- _SUPPLIED PASSAGE_:
Awards Season Hangover?

Terry Teachout has a disarmingly honest reflection today on the futility of awards in the arts. (I say honest, since he admits to being a judge/voter for more than a few of these himself.)

...I have a feeling that the reason why awards in the arts tend
irresistibly toward irrelevance is that they contradict the essential nature of
art. The fact is that there are only two “prizes” worth having, short-term
success and long-term acclaim, neither of which can be conveyed by any means
other than the uncoerced consensus of the relevant public.

One could counter that awards judged by peers or "experts" can serve as a "corrective" (or to put it less snobbily) necessary supplement to mass opinion. But do we honestly think that's the kind of verdict we get with a "Jersey Boys" win?

Terry's thoughts spring from his snarky reaction to Neil Simon getting the Kennedy Center's Mark Twain humor award. So for that and more, check him out today.

1 comment:

John Branch said...

I just lost a comment in some kind of network error and am not going to try reconstructing the whole thing, but...

Basically, awards seem like a kind of game to me. Deciding what was the best musical on Broadway this season is like deciding what 10 books (CDs, whatever) I'd want to have on a desert island, or who should've won the latest American Idol, or what my favorite restaurant is. If "I" happen to be the Tony voters, then the decision seems to make some difference, but essentially, all such choices and lists and the effort to compile them and argue over them are little more than diversions. So I'm with Terry Teachout on this.

- _BRIEF_: Reproduce word for word the portion of the post on arts awards that begins at the words "Terry Teachout has" and stops after the words "the relevant public.".

- _STORED ROWS_:
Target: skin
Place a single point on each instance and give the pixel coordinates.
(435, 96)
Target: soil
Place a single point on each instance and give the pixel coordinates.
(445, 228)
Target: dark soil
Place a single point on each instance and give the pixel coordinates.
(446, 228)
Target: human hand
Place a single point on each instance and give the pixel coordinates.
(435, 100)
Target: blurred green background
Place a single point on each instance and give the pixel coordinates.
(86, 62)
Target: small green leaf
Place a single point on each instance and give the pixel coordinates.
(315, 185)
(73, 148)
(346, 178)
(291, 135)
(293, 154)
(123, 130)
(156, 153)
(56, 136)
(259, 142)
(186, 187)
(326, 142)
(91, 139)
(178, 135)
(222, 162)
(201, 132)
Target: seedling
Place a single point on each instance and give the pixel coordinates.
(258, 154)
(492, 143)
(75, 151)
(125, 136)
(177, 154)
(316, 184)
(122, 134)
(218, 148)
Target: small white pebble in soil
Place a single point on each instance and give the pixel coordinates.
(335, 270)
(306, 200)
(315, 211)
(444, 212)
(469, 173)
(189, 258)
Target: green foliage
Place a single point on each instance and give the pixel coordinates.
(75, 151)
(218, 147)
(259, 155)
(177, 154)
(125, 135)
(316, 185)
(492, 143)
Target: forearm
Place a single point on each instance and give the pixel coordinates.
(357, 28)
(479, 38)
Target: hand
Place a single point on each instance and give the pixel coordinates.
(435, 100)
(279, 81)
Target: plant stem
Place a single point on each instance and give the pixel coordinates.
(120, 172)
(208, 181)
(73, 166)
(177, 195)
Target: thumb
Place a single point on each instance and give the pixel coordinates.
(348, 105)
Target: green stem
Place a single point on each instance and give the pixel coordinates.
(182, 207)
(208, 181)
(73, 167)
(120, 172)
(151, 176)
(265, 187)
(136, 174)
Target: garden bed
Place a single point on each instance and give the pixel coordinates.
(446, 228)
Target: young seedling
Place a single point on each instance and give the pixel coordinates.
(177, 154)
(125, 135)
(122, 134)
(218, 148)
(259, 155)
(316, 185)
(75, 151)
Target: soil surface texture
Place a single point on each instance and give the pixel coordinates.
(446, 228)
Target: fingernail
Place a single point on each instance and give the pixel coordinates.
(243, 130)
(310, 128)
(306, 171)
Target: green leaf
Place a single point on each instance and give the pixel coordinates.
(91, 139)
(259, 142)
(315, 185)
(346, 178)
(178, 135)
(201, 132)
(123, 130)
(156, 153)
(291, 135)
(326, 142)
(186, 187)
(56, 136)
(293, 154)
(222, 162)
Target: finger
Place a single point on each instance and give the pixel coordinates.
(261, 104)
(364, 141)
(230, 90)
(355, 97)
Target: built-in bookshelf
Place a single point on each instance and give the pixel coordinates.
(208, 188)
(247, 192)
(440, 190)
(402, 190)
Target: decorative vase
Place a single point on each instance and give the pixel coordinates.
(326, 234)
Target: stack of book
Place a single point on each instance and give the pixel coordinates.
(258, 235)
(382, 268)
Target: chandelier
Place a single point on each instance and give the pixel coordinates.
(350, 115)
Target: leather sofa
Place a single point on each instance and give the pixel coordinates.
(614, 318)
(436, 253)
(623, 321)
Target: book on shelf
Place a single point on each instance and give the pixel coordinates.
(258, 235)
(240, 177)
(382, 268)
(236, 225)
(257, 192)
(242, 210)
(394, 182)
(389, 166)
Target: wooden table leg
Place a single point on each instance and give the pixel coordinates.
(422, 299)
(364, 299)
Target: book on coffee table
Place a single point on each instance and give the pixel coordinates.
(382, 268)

- _COMPLETED TASK_:
Terry Teachout has a disarmingly honest reflection today on the futility of awards in the arts. (I say honest, since he admits to being a judge/voter for more than a few of these himself.)

...I have a feeling that the reason why awards in the arts tend
irresistibly toward irrelevance is that they contradict the essential nature of
art. The fact is that there are only two “prizes” worth having, short-term
success and long-term acclaim, neither of which can be conveyed by any means
other than the uncoerced consensus of the relevant public.